» TRECHO EXIBIDO:
Folha - A salada nos acordos para distribuição do poder no Congresso não é desmoralizante para a democracia e para os partidos?

Leôncio
- Sim, mas qual a alternativa? A salada partidária seria menos variada se um partido (ou um coligação de partidos de apenas uma tendência ideológica) obtivesse a maioria das cadeiras no Congresso (para não falarmos das Assembléias Legislativas). Será que isso seria melhor para a democracia brasileira?

Folha - Seria?

Leôncio - Esse hipotético partido hegemônico teria mais condições de impor suas propostas. Isso implicaria uma diminuição do consenso que poderia levar a um radicalismo, de esquerda ou direita, que exacerbaria o clima político.

A esquerda mais radical imagina, ingenuamente, que segmentos dominantes da sociedade (como empresários, militares e as classes médias) ficariam assistindo de braços cruzados Lula levar o país para a esquerda. O nosso pluripartidarismo estimula a busca do consenso, o que leva à diminuição do extremismo.

Folha - O relacionamento inicial do governo Lula com o Congresso é semelhante ao mantido por FHC?

Leôncio
- Há elementos de semelhança, embora o estilo seja diferente. Não há como escapar dessa tentativa de bom relacionamento com o Legislativo. Eu acho até que Lula tem condições de montar um rolo compressor mais forte que o PT e a oposição acusavam Fernando Henrique de fazer.

Folha - Numericamente a base de apoio ao Planalto tem hoje menos deputados que nos anos FHC.

Leôncio
- É verdade. Só que já há a predisposição de adesão de parte do PMDB e de outros partidos. A impressão que tenho é que, nesse aspecto, o Lula obteve mais do que se esperaria de um partido "de esquerda".

[Parte de um arquivo de dados]
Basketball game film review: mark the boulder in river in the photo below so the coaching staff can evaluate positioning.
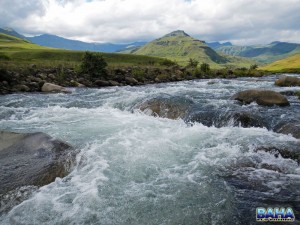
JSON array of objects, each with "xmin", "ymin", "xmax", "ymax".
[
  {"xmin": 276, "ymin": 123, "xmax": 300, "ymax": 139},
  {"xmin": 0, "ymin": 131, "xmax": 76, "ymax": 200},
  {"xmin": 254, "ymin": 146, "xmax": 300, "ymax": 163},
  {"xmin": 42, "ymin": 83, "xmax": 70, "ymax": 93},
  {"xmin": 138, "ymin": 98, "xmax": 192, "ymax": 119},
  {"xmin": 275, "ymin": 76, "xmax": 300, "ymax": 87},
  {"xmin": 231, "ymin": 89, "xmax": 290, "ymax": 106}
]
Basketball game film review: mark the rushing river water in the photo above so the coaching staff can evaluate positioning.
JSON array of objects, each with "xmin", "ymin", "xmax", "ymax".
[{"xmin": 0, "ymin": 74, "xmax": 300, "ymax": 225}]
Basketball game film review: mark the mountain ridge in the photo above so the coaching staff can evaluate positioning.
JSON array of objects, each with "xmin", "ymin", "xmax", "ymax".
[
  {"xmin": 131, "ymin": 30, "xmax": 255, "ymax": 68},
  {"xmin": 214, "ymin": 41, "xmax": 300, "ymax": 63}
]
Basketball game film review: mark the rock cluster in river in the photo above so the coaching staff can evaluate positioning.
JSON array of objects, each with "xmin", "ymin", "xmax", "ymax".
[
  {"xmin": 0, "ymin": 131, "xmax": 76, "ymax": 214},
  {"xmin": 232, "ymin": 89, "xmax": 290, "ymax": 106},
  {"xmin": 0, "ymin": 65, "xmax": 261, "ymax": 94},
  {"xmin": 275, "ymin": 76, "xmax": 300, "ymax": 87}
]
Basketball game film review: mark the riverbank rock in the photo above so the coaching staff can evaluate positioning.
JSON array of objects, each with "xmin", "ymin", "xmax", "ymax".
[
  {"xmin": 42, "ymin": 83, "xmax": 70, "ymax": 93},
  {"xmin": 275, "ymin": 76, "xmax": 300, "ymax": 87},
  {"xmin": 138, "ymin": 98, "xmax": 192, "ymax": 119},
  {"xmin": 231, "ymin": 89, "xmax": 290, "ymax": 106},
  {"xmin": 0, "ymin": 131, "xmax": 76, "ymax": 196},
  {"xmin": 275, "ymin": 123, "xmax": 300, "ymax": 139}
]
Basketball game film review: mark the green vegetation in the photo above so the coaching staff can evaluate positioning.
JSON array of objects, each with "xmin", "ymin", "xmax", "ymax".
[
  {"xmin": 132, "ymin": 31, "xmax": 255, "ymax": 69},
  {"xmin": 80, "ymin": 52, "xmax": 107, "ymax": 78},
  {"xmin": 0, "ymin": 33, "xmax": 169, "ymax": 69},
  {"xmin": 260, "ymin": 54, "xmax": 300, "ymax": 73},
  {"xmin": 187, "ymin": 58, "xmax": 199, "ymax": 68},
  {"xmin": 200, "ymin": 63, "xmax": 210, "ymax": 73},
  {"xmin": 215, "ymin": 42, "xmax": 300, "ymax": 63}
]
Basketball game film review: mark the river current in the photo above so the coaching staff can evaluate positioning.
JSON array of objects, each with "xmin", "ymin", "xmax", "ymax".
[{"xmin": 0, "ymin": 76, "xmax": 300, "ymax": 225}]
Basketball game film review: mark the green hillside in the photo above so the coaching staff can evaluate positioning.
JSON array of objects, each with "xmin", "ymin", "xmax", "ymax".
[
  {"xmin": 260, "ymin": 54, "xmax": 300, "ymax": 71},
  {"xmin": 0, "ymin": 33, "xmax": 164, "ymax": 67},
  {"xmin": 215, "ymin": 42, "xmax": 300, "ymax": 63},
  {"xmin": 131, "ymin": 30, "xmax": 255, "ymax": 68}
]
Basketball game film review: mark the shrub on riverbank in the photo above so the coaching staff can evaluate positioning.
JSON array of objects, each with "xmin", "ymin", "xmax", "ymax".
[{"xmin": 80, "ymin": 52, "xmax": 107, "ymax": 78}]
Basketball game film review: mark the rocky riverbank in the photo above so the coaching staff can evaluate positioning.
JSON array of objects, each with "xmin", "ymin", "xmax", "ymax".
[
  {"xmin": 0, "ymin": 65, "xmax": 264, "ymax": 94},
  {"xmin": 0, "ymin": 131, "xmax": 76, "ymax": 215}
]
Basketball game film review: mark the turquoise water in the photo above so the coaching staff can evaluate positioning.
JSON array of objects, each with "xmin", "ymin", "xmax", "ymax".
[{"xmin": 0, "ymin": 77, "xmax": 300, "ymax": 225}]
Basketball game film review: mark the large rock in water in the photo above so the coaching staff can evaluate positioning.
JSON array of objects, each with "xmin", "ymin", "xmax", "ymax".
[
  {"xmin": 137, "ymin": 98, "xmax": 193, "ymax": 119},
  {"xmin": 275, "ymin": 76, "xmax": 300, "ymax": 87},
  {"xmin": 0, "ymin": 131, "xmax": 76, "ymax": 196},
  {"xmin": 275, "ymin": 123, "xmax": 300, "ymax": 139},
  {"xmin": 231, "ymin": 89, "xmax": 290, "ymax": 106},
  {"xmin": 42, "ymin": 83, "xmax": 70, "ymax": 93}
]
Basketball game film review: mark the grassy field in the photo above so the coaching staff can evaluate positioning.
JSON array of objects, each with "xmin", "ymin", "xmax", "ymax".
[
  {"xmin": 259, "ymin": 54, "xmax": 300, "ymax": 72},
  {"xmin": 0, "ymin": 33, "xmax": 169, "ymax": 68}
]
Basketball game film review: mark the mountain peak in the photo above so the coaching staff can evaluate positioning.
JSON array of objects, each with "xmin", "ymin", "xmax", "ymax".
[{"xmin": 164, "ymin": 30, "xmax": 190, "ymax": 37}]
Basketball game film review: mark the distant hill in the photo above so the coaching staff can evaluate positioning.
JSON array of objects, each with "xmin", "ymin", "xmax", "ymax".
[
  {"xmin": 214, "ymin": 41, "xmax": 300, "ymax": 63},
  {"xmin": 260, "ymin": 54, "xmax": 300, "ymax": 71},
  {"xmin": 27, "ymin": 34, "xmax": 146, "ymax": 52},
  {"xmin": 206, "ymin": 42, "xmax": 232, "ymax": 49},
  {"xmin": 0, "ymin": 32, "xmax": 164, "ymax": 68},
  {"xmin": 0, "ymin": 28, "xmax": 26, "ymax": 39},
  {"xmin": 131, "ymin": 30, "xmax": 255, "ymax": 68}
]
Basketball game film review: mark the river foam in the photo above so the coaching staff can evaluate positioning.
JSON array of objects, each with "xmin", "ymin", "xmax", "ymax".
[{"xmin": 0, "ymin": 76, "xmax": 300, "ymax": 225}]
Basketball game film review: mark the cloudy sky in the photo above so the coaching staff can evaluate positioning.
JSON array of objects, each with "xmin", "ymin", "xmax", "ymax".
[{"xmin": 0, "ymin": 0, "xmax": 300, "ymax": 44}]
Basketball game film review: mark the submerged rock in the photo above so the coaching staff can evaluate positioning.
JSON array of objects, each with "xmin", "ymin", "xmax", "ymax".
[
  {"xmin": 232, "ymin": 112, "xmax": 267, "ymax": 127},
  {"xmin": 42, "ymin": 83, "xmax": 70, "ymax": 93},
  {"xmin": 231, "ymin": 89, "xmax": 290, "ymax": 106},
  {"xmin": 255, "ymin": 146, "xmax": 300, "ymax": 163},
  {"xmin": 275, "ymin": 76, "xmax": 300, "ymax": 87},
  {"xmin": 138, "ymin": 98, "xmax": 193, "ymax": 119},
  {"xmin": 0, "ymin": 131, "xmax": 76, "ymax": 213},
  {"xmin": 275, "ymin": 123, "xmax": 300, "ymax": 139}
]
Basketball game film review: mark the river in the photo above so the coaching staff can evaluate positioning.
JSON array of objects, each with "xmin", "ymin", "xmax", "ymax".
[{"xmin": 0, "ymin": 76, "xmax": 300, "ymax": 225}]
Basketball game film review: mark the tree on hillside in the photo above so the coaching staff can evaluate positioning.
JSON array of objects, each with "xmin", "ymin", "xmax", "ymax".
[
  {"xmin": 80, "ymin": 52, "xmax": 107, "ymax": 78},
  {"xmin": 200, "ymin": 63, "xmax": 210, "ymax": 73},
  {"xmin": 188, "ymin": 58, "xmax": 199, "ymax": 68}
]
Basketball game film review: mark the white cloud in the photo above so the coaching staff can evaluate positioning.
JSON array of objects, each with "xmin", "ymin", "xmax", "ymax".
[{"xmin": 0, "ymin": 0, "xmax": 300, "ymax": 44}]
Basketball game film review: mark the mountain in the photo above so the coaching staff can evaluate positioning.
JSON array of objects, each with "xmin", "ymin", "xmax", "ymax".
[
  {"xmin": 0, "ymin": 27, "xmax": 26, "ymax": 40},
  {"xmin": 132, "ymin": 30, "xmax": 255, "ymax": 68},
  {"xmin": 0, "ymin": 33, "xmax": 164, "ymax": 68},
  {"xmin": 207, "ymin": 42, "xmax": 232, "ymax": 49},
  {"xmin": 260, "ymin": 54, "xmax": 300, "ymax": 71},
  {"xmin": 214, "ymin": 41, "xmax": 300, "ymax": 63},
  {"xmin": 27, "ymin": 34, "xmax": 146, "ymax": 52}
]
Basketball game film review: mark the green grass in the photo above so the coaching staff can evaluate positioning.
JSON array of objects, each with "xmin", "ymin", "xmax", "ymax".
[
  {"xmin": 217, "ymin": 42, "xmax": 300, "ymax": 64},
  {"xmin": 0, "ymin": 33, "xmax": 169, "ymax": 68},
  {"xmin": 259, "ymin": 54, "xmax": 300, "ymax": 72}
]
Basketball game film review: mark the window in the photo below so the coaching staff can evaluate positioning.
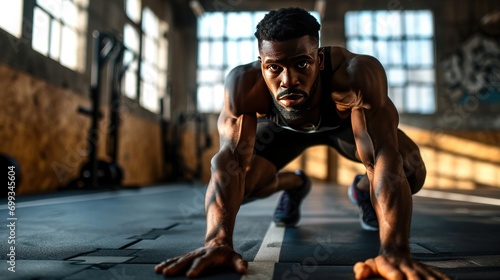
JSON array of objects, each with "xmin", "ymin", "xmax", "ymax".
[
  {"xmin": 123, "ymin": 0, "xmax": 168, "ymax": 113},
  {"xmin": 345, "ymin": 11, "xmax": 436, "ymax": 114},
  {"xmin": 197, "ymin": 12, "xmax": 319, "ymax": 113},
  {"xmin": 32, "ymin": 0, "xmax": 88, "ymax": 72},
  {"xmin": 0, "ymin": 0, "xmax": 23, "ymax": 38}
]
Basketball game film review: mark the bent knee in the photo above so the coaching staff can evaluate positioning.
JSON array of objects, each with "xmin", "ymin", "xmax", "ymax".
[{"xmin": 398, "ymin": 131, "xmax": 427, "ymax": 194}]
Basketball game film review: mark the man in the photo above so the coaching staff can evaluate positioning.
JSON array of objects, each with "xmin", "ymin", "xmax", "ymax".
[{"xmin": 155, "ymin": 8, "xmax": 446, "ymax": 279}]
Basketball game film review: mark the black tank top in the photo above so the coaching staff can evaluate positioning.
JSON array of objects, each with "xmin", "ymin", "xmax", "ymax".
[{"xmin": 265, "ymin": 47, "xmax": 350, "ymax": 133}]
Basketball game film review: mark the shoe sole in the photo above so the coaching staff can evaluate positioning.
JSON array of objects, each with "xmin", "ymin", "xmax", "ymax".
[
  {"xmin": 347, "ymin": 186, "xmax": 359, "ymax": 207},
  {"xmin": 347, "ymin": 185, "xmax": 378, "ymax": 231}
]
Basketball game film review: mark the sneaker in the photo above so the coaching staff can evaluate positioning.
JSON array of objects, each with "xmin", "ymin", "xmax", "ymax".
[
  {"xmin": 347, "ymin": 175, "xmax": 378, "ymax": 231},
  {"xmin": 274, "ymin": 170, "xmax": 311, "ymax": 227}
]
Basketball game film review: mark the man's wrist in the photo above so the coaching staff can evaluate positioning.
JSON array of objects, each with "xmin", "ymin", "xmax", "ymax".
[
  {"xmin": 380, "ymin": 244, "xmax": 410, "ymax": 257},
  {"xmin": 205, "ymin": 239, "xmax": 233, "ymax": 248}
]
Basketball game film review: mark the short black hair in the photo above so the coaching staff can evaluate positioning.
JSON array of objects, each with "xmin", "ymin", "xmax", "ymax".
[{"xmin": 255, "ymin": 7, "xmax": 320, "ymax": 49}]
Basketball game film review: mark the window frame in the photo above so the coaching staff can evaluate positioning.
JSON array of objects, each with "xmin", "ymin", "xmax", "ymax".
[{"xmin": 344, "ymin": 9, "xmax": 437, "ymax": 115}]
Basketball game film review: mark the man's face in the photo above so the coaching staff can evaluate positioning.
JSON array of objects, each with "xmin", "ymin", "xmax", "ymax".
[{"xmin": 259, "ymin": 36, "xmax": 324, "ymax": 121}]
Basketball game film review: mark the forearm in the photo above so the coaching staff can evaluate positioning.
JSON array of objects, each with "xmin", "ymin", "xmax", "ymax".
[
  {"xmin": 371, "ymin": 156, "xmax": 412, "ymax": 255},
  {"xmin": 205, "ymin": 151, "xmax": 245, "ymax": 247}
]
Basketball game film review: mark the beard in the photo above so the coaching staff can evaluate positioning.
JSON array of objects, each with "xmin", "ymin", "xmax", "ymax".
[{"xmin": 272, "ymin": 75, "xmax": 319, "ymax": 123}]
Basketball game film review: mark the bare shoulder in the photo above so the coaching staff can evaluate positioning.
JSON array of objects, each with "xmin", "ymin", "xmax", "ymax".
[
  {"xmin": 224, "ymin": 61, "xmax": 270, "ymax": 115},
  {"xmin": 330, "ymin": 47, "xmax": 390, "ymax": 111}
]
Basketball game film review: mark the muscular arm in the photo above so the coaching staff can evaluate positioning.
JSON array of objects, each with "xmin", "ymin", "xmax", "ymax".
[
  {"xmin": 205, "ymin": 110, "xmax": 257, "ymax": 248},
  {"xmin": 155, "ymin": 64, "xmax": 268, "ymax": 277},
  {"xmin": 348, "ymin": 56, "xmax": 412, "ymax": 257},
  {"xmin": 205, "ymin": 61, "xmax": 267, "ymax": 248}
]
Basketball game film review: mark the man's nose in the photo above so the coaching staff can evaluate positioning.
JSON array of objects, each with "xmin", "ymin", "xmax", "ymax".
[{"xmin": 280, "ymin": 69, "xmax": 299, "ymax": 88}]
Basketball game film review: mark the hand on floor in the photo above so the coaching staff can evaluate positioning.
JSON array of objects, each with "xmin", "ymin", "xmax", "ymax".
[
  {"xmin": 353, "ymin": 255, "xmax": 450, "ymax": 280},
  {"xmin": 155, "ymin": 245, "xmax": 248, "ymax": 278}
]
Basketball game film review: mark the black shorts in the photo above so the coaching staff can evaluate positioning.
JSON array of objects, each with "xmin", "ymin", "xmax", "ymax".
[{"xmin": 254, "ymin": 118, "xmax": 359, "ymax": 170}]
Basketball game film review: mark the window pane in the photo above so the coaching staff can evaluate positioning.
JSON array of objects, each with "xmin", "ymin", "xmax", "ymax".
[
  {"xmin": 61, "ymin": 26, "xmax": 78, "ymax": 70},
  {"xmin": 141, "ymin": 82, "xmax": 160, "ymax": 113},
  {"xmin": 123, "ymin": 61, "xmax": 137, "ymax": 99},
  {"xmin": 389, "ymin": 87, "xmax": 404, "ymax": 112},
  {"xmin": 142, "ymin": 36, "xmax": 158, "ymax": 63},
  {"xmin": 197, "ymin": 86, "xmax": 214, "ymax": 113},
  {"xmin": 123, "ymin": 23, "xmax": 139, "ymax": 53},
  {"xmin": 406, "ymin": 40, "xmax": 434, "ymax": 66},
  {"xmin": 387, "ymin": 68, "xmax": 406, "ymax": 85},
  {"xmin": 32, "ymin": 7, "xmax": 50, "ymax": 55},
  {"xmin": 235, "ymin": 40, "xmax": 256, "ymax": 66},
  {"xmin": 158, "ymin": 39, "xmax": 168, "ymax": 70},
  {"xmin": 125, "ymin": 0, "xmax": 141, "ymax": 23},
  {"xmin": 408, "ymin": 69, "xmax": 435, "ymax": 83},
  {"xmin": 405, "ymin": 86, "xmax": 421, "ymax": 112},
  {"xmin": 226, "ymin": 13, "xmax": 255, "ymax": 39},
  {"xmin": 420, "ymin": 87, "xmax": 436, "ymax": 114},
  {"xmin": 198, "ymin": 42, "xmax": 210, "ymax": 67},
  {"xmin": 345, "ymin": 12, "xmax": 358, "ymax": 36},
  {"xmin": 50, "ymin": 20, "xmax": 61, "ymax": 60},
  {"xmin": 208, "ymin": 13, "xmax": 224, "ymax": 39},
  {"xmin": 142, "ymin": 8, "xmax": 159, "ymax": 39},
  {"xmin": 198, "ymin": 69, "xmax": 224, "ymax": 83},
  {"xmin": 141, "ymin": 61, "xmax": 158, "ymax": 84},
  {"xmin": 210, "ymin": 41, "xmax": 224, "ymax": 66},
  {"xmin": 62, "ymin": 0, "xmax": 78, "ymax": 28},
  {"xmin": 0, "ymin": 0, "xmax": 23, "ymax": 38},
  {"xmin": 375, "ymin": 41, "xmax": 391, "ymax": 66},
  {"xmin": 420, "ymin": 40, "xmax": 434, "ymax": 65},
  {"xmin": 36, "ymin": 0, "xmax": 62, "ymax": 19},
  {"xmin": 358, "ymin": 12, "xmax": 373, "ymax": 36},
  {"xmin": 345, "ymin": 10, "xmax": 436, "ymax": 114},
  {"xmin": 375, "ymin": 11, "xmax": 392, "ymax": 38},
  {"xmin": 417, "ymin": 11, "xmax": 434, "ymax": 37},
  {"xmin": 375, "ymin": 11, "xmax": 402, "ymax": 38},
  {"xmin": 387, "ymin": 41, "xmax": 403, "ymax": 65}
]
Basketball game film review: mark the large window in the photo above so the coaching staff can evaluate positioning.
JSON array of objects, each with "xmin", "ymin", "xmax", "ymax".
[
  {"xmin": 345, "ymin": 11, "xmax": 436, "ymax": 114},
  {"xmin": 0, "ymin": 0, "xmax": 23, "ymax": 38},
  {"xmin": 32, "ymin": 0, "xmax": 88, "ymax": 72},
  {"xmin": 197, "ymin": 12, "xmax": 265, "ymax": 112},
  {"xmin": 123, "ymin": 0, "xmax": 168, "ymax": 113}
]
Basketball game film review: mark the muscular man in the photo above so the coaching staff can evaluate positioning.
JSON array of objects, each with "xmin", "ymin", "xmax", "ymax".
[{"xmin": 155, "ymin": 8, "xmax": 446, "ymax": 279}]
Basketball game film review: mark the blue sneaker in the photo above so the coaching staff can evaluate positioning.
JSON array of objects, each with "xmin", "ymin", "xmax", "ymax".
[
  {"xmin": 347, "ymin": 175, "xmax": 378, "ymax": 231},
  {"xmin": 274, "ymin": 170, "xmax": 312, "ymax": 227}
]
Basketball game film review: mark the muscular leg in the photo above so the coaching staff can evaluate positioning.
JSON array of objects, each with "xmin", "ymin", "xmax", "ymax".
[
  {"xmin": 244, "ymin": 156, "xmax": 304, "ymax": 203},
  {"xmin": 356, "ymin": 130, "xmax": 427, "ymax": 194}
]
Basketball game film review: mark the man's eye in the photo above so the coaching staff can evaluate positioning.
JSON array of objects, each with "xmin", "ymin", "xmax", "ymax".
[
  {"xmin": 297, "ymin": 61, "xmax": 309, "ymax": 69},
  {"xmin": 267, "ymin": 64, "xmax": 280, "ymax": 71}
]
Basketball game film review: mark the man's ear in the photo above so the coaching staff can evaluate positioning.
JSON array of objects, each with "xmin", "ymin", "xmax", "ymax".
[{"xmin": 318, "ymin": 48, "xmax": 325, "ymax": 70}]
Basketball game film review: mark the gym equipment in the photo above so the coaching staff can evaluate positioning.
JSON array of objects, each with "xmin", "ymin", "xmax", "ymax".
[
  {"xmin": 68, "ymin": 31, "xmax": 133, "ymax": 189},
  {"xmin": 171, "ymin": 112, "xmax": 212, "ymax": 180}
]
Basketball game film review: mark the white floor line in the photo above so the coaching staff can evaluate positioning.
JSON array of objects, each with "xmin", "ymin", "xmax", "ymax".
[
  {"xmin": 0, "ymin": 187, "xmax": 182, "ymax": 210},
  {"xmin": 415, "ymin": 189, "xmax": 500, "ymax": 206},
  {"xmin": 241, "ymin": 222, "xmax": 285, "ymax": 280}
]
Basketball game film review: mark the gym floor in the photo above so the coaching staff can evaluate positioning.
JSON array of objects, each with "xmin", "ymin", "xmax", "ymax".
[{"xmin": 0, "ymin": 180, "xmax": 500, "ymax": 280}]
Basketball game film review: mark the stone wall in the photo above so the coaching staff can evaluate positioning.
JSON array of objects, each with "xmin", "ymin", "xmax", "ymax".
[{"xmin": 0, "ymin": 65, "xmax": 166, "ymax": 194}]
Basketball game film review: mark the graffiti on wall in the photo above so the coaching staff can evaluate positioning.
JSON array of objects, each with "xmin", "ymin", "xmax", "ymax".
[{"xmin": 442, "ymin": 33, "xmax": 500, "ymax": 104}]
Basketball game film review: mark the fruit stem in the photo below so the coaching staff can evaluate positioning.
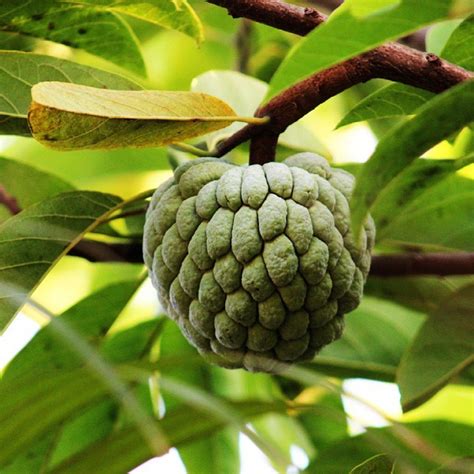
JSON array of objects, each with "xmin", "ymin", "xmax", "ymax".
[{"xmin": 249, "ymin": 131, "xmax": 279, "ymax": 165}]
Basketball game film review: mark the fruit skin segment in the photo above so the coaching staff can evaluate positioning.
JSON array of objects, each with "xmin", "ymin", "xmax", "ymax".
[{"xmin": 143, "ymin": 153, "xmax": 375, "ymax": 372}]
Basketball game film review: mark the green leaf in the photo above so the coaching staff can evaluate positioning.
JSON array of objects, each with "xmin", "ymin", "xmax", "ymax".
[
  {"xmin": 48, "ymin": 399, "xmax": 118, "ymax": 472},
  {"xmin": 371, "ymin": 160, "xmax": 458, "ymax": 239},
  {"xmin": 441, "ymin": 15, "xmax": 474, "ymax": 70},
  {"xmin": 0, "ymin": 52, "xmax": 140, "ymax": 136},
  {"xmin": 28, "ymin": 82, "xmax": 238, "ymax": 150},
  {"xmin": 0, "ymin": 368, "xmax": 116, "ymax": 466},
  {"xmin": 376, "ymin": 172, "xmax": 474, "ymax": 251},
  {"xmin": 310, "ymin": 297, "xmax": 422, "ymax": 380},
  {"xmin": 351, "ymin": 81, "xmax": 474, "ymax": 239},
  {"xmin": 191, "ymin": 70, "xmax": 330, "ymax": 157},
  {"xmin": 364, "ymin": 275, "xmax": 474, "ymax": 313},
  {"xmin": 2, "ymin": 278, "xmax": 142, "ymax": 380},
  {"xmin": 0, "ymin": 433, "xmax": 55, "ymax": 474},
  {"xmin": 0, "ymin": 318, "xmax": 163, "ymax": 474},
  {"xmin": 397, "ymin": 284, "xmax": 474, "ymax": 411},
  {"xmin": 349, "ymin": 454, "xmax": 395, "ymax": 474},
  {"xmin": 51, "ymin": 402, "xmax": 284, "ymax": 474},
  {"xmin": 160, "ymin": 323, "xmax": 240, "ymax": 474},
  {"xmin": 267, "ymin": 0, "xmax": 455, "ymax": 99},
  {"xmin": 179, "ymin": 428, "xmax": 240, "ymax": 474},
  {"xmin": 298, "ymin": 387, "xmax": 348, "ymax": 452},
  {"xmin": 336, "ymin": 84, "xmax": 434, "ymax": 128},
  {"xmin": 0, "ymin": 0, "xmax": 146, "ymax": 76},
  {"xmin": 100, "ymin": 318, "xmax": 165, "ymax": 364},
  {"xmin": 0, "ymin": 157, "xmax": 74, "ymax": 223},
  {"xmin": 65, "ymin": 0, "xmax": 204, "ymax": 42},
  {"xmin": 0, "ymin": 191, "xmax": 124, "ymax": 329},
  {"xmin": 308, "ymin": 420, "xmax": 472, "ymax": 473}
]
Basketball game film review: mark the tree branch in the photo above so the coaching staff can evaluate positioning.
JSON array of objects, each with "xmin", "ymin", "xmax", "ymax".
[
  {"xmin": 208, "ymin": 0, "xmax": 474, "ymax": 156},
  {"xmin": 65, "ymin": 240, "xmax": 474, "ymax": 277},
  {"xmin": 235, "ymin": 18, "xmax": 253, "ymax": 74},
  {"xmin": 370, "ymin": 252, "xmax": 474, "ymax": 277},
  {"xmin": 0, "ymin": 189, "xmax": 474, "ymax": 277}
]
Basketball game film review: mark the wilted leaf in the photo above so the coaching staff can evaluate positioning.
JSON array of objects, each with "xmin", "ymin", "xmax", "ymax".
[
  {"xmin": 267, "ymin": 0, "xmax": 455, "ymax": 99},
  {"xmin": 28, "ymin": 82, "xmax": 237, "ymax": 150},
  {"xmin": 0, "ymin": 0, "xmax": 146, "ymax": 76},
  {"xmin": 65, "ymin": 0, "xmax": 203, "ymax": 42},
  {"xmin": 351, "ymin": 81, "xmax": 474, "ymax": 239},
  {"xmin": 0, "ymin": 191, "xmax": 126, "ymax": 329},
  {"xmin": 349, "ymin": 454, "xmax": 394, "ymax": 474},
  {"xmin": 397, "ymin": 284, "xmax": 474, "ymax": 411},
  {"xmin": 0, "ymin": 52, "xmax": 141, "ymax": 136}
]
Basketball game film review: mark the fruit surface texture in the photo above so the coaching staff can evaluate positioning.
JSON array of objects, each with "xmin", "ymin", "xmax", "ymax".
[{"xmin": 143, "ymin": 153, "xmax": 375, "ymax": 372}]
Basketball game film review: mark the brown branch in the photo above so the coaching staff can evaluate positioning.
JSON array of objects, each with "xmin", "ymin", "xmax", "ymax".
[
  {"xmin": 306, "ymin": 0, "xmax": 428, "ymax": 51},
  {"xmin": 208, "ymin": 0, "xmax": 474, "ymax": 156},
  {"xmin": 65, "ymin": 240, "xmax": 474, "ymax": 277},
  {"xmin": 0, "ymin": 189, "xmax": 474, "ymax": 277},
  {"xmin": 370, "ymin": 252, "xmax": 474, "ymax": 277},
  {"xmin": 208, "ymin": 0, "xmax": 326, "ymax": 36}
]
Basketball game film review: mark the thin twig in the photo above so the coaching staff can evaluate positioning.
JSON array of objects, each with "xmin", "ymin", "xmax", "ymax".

» INSTRUÇÃO DADA A: Imprima, sem nenhuma alteração, o trecho da entrevista sobre o Congresso que vai de "A esquerda mais" até "mantido por FHC?", inclusive.
» INSTRUÇÃO DADA B: Prossiga com a entrevista sobre o Congresso a partir da última frase mostrada.
Os registros acima não têm papel algum aqui.

» RESPOSTA ESPERADA A:
A esquerda mais radical imagina, ingenuamente, que segmentos dominantes da sociedade (como empresários, militares e as classes médias) ficariam assistindo de braços cruzados Lula levar o país para a esquerda. O nosso pluripartidarismo estimula a busca do consenso, o que leva à diminuição do extremismo.

Folha - O relacionamento inicial do governo Lula com o Congresso é semelhante ao mantido por FHC?

» RESPOSTA ESPERADA B:
Folha - Por quê?

Leôncio
- Pelo enorme apoio que o Lula encontra entre todos os setores da sociedade. Entre os pobres, tem sido tratado como um Padim Ciço. No momento, o Lula está sendo mais julgado pelas ações de teatro, de palanque, de candidato, do que pelas suas realizações governamentais.

Sei que é cedo para um julgamento nessa área. Quero apenas constatar que o apoio tem vindo mais da figura, do carisma do candidato e das promessas do que das realizações.

No geral, até agora, há um descompasso entre a capacidade teatral do Lula e a sua capacidade de execução. A capacidade teatral é maior -embora o governo esteja ainda no começo e seja preciso reconhecer o enorme talento do presidente de ficar no centro dos holofotes, até mesmo em escala internacional. Não acho que isso seja necessariamente mal para o país. Apenas julgo que muito do que se propõe não sairá do papel.

Folha - O sr. está pessimista em relação ao governo Lula?

Leôncio
- Estou. Olha, estou torcendo muito para que dê certo. Tenho um certo receio da partidarização da administração pública. Vencer eleições para o Executivo implica uma espécie de "colonização" do Estado, expressa na distribuição de cargos para os membros das cúpulas superiores dos partidos e para os amigos. Isso sempre aconteceu. No caso do PT, um partido mais ideológico e cujos membros vieram mais de baixo, a ocupação do Estado parece mais acentuada. O fator ideológico pesa demais sobre a competência. Por exemplo, o Ministério do Trabalho, como acusam sindicalistas de outras tendências, foi quase inteiramente entregue aos quadros da CUT.

Folha - Como é possível resolver esse tipo de "ocupação do Estado" pela classe política?
Leôncio
- Em todos os países isso ocorre, por vias autoritárias ou democráticas. Em países como o Brasil, onde o Estado é um grande empregador e um meio de ascensão social e econômica -além da ascensão política-, a luta por cargos na burocracia pública, com o enorme excesso de mordomias que oferece, é mais acirrada.

Folha - Há possibilidade de mudança nesse padrão?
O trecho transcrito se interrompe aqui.